## WORK REQUEST
On every line of the listing, check for "instance"; copy the lines that have it.

## STORED DATA
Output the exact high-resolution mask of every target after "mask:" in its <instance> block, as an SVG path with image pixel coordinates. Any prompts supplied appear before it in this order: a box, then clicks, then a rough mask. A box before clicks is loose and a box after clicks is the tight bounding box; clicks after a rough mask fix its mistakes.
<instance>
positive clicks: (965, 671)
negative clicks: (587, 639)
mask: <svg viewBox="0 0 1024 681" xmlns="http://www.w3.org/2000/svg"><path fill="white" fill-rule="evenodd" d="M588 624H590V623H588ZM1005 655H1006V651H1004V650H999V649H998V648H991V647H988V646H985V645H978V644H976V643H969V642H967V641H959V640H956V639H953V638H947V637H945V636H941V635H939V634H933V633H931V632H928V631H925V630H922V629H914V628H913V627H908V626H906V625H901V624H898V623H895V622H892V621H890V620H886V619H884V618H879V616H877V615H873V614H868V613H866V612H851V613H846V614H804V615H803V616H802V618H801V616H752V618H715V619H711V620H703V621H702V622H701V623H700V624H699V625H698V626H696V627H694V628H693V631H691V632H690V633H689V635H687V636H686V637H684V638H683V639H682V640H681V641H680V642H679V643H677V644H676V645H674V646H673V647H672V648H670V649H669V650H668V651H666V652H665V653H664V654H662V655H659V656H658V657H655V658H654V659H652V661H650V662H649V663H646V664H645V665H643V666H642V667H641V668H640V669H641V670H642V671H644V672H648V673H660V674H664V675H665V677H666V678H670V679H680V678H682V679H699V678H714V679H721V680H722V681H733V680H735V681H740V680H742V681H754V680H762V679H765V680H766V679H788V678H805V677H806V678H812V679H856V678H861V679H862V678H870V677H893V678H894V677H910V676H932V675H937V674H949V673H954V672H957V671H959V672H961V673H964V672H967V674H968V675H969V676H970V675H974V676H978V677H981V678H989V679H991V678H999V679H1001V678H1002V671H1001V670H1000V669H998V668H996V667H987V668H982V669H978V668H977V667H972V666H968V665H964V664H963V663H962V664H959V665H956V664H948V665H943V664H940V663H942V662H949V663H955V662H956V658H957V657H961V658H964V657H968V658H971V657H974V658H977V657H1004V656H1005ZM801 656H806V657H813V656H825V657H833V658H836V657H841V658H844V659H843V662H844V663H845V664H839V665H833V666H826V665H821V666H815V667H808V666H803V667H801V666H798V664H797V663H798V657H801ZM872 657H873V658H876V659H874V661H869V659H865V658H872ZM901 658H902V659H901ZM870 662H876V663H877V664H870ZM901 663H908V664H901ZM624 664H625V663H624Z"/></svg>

## TASK RESPONSE
Output the exact high-resolution mask of every target after "mask:" in its <instance> block, as an SVG path with image pixel coordinates. Any prompts supplied appear before it in this order: a box, then clicks, then a rough mask. A box before clicks is loose and a box after clicks is the tight bounding box; clicks after a rough mask fix its mistakes.
<instance>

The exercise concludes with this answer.